__What you will do__.
Starting at the line of the listing that has "302, row 254." and stopping after the line that has "column 277, row 1031", change "street" to "road". Return only those lines, with everything else left as it is.

__Data for the task__.
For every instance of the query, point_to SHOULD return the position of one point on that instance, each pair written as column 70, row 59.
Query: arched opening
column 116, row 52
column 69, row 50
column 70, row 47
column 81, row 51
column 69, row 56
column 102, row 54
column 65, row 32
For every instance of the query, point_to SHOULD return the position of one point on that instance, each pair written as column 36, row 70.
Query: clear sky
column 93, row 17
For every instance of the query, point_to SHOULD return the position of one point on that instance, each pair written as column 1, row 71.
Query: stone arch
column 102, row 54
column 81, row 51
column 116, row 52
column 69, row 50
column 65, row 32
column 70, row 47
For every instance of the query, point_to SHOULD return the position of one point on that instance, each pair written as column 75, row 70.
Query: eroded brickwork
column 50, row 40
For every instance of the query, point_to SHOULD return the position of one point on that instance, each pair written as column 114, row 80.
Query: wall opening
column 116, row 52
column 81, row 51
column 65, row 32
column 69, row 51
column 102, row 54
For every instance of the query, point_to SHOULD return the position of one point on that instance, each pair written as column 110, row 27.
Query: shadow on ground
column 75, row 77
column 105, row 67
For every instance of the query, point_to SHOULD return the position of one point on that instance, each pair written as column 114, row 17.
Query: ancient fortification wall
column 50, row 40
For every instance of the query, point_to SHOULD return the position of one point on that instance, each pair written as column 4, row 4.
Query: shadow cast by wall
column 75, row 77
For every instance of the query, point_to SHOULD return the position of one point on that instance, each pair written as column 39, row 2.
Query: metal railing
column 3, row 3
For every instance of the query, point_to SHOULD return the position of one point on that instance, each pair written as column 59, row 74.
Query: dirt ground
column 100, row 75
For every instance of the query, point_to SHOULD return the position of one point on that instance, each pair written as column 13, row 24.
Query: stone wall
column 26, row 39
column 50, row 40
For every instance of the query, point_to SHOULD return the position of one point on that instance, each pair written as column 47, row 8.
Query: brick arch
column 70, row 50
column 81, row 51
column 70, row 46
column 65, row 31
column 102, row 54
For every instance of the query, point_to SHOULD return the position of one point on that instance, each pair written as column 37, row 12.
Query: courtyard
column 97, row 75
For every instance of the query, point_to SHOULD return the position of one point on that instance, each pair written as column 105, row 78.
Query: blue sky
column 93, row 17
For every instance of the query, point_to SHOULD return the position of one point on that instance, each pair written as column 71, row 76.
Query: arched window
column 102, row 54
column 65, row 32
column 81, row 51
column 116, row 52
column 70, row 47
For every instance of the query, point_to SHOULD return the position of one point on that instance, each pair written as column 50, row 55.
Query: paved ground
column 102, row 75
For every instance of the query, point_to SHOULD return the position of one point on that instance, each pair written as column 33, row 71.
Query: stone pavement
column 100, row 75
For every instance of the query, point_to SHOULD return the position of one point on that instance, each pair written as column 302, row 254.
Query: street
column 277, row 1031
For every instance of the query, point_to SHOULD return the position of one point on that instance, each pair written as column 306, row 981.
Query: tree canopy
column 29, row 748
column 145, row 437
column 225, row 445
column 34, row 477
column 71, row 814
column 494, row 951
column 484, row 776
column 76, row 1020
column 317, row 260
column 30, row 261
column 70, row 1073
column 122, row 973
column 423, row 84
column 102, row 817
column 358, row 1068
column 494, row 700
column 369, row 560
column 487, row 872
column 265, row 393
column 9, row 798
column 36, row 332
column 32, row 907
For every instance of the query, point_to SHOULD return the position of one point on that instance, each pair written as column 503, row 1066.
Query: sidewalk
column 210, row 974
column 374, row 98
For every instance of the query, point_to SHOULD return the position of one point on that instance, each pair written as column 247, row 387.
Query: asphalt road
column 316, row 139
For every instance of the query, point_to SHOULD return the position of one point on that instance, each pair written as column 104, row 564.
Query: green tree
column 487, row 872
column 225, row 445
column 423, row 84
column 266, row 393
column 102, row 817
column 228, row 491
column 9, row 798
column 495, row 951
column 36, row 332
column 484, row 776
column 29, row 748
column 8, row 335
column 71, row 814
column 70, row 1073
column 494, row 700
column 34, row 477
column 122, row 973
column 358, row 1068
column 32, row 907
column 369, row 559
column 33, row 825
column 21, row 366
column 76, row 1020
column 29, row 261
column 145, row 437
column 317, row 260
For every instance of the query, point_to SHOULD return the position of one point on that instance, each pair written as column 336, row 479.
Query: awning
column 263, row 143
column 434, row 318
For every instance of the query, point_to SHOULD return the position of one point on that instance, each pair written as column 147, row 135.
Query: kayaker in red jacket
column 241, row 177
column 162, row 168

__Worked solution__.
For every instance of the query, point_to SHOULD return the position of one point on that instance, each pair written as column 302, row 254.
Query: road
column 277, row 1031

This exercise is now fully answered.